Change every "stone wall" in the data below to "brick wall", leave all other text as it stands, and reproduce the data without the pictures.

=-=-=-=-=

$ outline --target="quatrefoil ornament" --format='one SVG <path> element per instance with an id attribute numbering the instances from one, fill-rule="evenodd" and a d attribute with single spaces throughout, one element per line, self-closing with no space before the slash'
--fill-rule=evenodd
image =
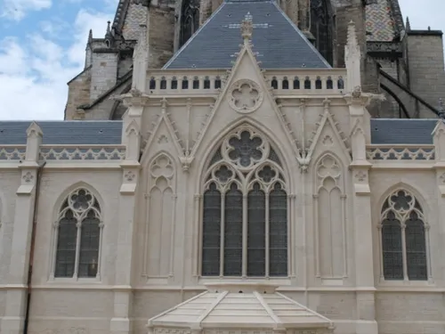
<path id="1" fill-rule="evenodd" d="M 256 110 L 263 102 L 263 94 L 258 84 L 249 79 L 235 82 L 229 94 L 229 104 L 242 114 Z"/>

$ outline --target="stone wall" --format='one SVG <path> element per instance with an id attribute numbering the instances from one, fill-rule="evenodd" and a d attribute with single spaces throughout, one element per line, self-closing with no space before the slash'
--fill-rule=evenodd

=-=-=-=-=

* **Solution to this exercise**:
$ outline --target="quatrefoil ornament" --format='one SVG <path> element per instance with an id attribute numbering the instances from one, fill-rule="evenodd" and a d attribute with single spaces throughout, one element per line, self-closing with no space before the slash'
--fill-rule=evenodd
image =
<path id="1" fill-rule="evenodd" d="M 256 110 L 263 102 L 263 94 L 258 84 L 249 79 L 235 82 L 229 94 L 229 104 L 242 114 Z"/>

$ outline --target="brick wall" --format='one SVG <path> element per instance with an id attribute numbering the instances from one, fill-rule="evenodd" and a d attribute with single spaces throughout, one element per line, self-closing with no space before the slash'
--fill-rule=evenodd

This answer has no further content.